---------- STORED DATA

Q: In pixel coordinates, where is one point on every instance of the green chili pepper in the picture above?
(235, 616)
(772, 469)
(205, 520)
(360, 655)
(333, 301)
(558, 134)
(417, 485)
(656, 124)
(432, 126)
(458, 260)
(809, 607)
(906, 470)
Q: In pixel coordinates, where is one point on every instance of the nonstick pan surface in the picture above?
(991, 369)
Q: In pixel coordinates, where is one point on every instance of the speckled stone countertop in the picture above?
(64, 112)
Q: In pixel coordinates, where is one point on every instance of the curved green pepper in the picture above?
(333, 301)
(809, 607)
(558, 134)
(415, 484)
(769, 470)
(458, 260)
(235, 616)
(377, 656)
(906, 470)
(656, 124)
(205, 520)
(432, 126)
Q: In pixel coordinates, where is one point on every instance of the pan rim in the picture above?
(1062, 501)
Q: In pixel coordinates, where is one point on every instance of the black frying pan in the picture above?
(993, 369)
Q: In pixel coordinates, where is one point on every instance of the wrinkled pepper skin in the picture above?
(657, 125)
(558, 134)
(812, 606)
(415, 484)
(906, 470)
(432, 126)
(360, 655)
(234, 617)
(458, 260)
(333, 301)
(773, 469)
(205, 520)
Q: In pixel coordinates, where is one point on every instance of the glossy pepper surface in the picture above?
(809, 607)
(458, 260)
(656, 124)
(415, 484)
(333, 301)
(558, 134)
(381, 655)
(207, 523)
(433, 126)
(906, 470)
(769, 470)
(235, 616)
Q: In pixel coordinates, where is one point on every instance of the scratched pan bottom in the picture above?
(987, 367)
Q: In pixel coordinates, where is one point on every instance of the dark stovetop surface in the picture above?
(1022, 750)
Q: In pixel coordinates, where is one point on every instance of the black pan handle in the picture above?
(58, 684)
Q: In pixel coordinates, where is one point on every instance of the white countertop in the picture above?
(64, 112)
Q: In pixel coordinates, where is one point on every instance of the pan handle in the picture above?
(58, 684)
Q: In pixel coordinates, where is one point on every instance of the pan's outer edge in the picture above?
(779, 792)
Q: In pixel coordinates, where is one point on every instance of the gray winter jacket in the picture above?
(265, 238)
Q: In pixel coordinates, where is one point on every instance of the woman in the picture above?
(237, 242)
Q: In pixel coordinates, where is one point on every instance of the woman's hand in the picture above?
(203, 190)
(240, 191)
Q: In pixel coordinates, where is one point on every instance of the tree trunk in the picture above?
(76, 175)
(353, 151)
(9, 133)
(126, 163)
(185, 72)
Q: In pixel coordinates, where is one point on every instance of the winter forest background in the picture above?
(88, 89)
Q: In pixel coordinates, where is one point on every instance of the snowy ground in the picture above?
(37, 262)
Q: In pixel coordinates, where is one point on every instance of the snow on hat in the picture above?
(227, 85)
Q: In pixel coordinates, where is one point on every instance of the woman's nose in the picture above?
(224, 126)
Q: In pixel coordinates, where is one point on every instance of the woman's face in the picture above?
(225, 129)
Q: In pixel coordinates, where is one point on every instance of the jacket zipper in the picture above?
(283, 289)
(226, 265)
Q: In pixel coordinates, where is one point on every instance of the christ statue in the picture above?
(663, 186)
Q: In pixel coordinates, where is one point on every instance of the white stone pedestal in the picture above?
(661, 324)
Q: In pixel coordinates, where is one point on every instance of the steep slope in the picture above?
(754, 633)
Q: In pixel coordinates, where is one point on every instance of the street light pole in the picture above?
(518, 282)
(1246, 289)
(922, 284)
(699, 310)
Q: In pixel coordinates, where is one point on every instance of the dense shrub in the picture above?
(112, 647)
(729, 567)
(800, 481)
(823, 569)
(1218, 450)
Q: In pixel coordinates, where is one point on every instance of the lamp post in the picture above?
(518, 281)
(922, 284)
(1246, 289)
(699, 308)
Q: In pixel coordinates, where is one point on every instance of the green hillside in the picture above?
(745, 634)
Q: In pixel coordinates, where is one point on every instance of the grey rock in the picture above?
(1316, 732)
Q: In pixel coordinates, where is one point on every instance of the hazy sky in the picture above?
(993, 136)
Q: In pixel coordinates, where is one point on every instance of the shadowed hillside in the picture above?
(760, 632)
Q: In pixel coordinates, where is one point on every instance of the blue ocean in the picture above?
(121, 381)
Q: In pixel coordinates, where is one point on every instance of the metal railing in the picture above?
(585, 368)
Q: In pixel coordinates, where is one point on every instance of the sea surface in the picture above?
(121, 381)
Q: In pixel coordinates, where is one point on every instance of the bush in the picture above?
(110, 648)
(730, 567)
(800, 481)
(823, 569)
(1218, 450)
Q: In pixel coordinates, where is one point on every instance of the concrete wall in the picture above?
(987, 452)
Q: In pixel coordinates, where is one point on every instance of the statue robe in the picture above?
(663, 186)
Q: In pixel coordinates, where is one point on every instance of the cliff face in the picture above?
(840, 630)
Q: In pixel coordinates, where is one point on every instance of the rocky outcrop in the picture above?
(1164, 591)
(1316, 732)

--------------------

DESCRIPTION OF THE TASK — Write the data above out again in full, with every word as given.

ANSWER SECTION —
Q: In pixel coordinates, where is one point on every instance of the green chili pepper in the picture above?
(235, 616)
(772, 469)
(205, 520)
(360, 655)
(333, 301)
(558, 134)
(417, 485)
(656, 124)
(432, 126)
(458, 260)
(809, 607)
(906, 470)
Q: In pixel coordinates, where is one point on every instance of the nonstick pan surface in the picture above?
(991, 369)
Q: In pixel coordinates, where is one point on every instance of the speckled stone countertop in the picture above?
(64, 112)
Q: In pixel coordinates, where is one point on every instance of the curved green pepper in the picture above?
(333, 301)
(809, 607)
(558, 134)
(415, 484)
(769, 470)
(458, 260)
(235, 616)
(377, 656)
(906, 470)
(656, 124)
(205, 520)
(432, 126)
Q: In pixel coordinates, where is one point on every instance of the pan rim in the picture above?
(1062, 501)
Q: In pixel coordinates, where is one point on every instance of the black frying pan in the picture above?
(993, 369)
Q: In pixel coordinates, where is one point on every instance of the wrinkled pepper skin in the picture above?
(657, 125)
(558, 134)
(812, 606)
(415, 484)
(906, 470)
(432, 126)
(360, 655)
(234, 617)
(458, 260)
(333, 301)
(773, 469)
(205, 520)
Q: In pixel coordinates, where is one point on every instance of the glossy pepper surface in the picture above?
(809, 607)
(458, 260)
(656, 124)
(415, 484)
(333, 301)
(558, 134)
(381, 655)
(207, 523)
(433, 126)
(906, 470)
(769, 470)
(235, 616)
Q: In pixel coordinates, where is one point on every instance of the scratched pan bottom in the picture above?
(987, 367)
Q: In pixel coordinates, where is one point on every instance of the dark stovetop surface in the picture above?
(1022, 750)
Q: In pixel coordinates, where is one point on every instance of the black pan handle in the picture above?
(58, 684)
Q: In pixel coordinates, where is one point on every instance of the white countertop in the picture above?
(64, 112)
Q: In pixel coordinates, where is one point on every instance of the pan handle in the picture above?
(58, 684)
Q: In pixel coordinates, where is one point on every instance of the pan's outer edge in the picture above?
(779, 792)
Q: In pixel coordinates, where is one point on every instance of the gray winter jacket in the picture above?
(265, 238)
Q: In pixel coordinates, where is one point on every instance of the woman in the picture above?
(237, 242)
Q: In pixel coordinates, where is one point on every instance of the woman's hand in the picture above?
(203, 190)
(240, 191)
Q: In pixel coordinates, where is one point on every instance of the tree trunk in the picture above?
(76, 175)
(353, 151)
(9, 133)
(126, 163)
(185, 72)
Q: In pixel coordinates, where is one point on every instance of the winter forest background in the picture above?
(88, 89)
Q: In pixel coordinates, where is one point on every instance of the snowy ground in the picture above?
(37, 262)
Q: In pixel coordinates, where is one point on every instance of the snow on hat in the picture above?
(227, 85)
Q: In pixel coordinates, where is one point on every instance of the woman's nose in the picture above?
(224, 126)
Q: In pixel coordinates, where is one point on every instance of the woman's face in the picture above?
(225, 129)
Q: In pixel coordinates, where is one point on every instance of the jacket zipper in the picture above?
(283, 289)
(226, 265)
Q: In pixel coordinates, where is one point on every instance of the christ statue in the picture above?
(663, 186)
Q: In pixel coordinates, where is one point on every instance of the white stone pedestal in the picture above?
(661, 324)
Q: In pixel coordinates, where is one point on every instance of the steep slope in the picture above?
(754, 633)
Q: In pixel coordinates, where is one point on every instance of the street light pole in the picture above?
(518, 282)
(1246, 289)
(922, 284)
(699, 310)
Q: In pixel coordinates, where is one point on every instance of the dense shrub in the picture above?
(112, 647)
(729, 567)
(800, 481)
(823, 569)
(1218, 450)
Q: In pixel coordinates, where is one point on every instance of the lamp post in the picture above?
(518, 281)
(922, 284)
(1246, 289)
(699, 308)
Q: In pixel coordinates, where is one point on every instance of the green hillside in the picture above?
(745, 634)
Q: In pixel coordinates, where is one point on every instance of the grey rock in the picture above?
(1316, 732)
Q: In pixel coordinates, where is one point on every instance of the hazy sky in the picture above?
(993, 136)
Q: In pixel coordinates, where is one point on every instance of the shadowed hillside in the picture above?
(760, 632)
Q: In pixel coordinates, where is one point on every instance of the blue ocean in the picture above?
(121, 381)
Q: In pixel coordinates, where is one point on every instance of the metal railing in the picture above?
(585, 368)
Q: In pixel coordinates, where is one point on every instance of the sea surface in the picture above?
(121, 381)
Q: In pixel coordinates, where is one point on every instance of the bush in the picture above?
(110, 648)
(730, 567)
(800, 481)
(823, 569)
(1218, 450)
Q: In pixel coordinates, where is one point on every instance of the concrete wall in the picture above?
(987, 452)
Q: In pixel coordinates, where is one point on every instance of the statue robe in the picture above?
(663, 186)
Q: In pixel coordinates, where is one point on every instance of the cliff face in the picture above?
(840, 630)
Q: In pixel coordinates, where is one point on every instance of the rocky outcrop in the picture above?
(1164, 591)
(1316, 732)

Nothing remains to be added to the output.